[Auszug]
***
# GeForce now Problem - Kann reCaptcha nicht bestätigen



## smartphoenix (13. Dezember 2020)

Hallo Leute,

ich würde gerne per GeForce now Cyberpunk spielen, welches ich bei GoG gekauft habe. Wenn GeForce Now startet, muss ich mich beim ersten mal mit meinem GoG Account anmelden. Hierbei kommt eine reCaptcha Abfrage mit Bildern, die man bestätigen muss. Wenn ich jedoch auf bestätigen drücke, erscheint ein neues Bilderrätsel. Immer und immer wieder. Es geht einfach nicht.


----------



## HisN (13. Dezember 2020)

Eventuell mal den Pi.hole in Deinem Netzwerk für 5 Minuten abschalten, bis Du durch die Captcha durch bist?
***
[Bereitgestellte Einträge]
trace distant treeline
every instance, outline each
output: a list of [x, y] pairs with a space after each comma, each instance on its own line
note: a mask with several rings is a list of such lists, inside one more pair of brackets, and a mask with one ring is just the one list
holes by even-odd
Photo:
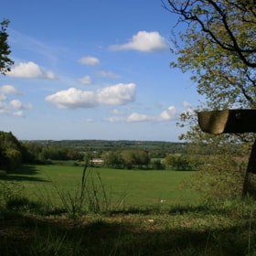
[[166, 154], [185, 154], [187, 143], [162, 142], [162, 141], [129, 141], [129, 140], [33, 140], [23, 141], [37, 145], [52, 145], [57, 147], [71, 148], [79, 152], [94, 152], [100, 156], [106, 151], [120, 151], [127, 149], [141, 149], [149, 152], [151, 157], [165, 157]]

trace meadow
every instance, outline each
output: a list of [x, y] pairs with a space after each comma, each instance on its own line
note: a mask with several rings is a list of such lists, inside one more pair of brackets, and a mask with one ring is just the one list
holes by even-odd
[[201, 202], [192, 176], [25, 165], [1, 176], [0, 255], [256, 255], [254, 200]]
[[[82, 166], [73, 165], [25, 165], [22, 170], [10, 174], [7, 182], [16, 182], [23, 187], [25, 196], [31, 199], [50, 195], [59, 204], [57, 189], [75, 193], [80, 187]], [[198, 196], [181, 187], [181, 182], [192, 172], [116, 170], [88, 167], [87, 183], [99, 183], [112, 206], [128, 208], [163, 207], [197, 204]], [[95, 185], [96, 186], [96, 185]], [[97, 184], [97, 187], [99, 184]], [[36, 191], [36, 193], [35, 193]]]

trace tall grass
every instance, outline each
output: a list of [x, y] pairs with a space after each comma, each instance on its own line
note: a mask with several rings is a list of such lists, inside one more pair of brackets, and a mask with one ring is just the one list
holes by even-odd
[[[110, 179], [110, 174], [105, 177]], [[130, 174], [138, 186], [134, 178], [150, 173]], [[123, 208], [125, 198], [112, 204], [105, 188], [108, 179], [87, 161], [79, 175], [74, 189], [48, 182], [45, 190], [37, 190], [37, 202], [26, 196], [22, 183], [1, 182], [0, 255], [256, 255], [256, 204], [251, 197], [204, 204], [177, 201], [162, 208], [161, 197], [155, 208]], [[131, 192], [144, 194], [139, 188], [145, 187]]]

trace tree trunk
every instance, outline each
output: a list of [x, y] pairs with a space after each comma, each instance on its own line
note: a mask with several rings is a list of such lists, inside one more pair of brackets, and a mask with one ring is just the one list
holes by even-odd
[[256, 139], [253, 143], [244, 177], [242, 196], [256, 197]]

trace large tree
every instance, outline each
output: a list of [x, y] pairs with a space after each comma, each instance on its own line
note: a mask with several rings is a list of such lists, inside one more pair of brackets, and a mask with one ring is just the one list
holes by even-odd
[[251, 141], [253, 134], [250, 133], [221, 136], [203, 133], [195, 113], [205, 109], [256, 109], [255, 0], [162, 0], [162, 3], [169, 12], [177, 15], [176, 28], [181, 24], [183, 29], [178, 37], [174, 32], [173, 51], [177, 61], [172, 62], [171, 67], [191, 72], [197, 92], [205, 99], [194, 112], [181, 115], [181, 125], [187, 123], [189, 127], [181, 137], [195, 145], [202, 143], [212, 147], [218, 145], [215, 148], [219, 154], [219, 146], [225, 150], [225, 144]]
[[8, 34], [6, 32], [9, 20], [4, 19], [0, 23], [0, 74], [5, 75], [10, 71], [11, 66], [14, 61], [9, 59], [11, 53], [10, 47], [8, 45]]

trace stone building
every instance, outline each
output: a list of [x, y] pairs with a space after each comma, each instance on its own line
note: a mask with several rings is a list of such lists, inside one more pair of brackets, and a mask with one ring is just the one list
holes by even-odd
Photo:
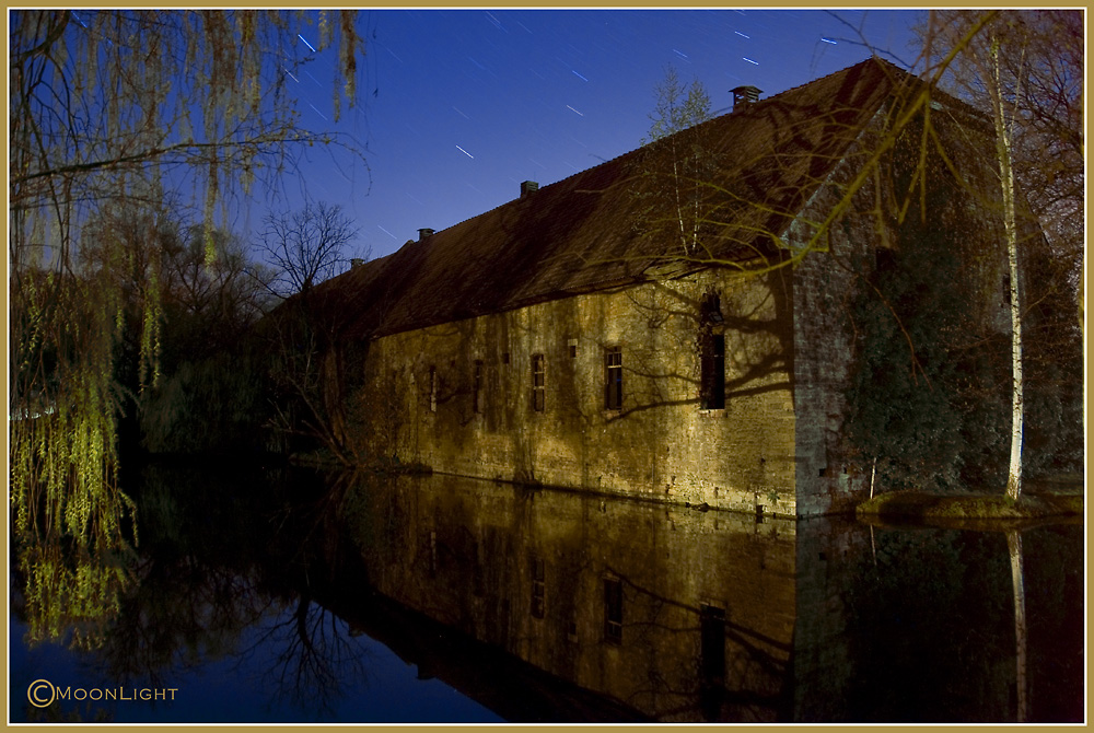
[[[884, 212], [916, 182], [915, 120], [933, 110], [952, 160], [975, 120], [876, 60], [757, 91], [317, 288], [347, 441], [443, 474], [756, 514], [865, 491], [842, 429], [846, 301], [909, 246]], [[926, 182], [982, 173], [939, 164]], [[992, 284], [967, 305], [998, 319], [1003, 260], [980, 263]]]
***
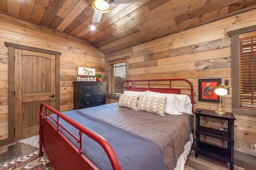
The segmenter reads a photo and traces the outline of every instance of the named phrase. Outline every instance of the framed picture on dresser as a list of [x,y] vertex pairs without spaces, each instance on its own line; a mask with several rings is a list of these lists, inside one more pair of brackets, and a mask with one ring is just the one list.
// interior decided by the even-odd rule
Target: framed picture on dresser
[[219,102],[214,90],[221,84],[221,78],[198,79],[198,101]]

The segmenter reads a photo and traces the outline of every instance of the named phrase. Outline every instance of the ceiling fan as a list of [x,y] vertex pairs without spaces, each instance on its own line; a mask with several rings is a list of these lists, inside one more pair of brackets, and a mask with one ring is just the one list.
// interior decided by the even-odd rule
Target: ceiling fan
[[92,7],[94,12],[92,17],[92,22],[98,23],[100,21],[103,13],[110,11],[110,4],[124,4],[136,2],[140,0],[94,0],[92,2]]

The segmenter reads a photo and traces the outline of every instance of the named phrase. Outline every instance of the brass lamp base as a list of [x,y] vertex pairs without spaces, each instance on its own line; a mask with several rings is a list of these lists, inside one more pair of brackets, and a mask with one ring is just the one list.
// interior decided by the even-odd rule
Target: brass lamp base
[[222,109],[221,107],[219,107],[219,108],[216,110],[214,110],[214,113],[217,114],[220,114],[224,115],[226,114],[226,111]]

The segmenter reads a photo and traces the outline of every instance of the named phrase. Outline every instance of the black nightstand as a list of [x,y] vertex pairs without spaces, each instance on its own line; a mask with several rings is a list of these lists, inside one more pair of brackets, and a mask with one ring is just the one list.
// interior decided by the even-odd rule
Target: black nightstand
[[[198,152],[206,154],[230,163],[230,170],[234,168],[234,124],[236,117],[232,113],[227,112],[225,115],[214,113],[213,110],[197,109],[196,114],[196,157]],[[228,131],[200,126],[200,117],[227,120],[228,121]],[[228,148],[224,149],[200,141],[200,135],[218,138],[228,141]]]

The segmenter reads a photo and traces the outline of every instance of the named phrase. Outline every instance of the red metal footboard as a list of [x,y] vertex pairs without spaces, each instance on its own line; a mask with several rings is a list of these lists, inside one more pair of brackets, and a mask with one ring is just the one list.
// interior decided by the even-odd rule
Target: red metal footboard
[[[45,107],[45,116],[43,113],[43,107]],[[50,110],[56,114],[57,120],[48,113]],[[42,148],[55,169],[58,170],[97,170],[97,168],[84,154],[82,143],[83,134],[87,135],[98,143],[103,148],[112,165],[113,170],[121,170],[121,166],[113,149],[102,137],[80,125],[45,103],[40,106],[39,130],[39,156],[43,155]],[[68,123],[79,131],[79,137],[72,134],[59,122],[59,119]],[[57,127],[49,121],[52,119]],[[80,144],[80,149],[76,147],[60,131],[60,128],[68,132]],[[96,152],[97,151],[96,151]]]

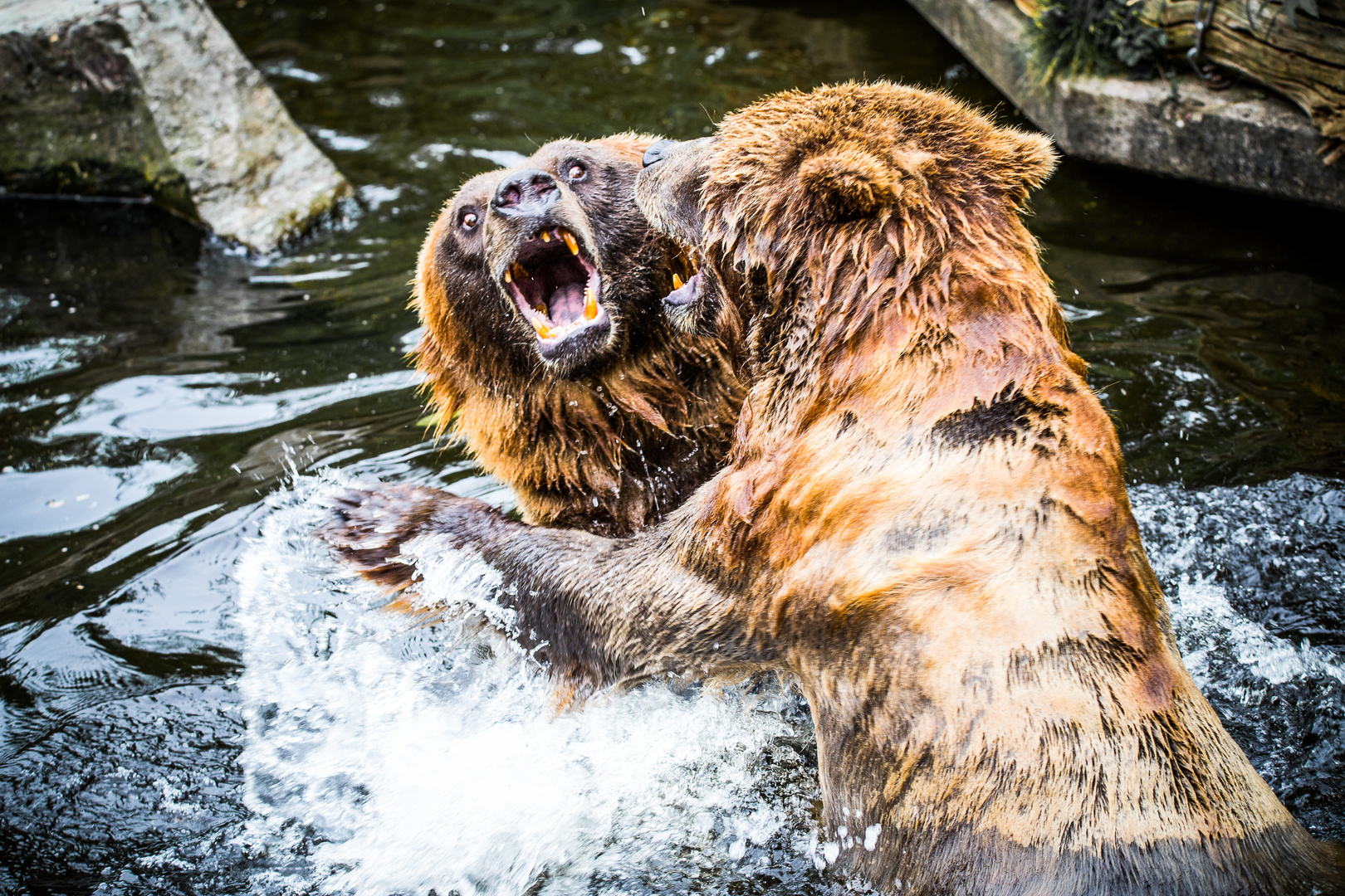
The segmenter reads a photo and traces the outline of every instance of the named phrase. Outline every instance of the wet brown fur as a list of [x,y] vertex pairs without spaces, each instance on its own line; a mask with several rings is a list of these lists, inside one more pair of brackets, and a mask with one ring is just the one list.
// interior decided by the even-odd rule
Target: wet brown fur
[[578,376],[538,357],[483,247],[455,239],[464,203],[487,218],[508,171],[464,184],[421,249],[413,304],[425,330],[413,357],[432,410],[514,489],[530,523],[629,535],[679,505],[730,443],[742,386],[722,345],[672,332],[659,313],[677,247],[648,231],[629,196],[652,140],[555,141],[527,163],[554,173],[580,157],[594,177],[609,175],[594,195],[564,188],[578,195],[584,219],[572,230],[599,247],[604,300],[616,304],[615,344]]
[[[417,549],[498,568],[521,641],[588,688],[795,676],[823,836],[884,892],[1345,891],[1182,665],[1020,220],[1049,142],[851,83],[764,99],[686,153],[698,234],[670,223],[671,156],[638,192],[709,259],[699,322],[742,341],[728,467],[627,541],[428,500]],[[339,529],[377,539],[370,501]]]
***
[Aufgaben]
1: Welche Spiele, Plattformen, Dienste und Programme werden im Forumsthread zum reCaptcha-Problem bei GeForce Now namentlich genannt? Führe alle auf.
2: Wie könnte der Forumsthread zum reCaptcha-Problem bei GeForce Now weitergehen? Schreibe ihn im Anschluss an den letzten Beitrag fort.

[Lösungen]
1: GeForce Now, Cyberpunk, GoG, reCaptcha, Pi.hole

2:
----------



## smartphoenix (13. Dezember 2020)

Wenn du mir jetzt erklärst was ich machen soll 😂
Ich Google mal


----------



## HisN (13. Dezember 2020)

Hehe, das war nur eine Vermutung.
Wenn Du kein Pi.Hole benutzt, dann brauchst Du den natürlich auch nicht abschalten^^


----------



## smartphoenix (13. Dezember 2020)

Jetzt weiß ich was du meinst. nein nein...nutze ich nicht. Keine Ahnung weshalb das nicht funktioniert.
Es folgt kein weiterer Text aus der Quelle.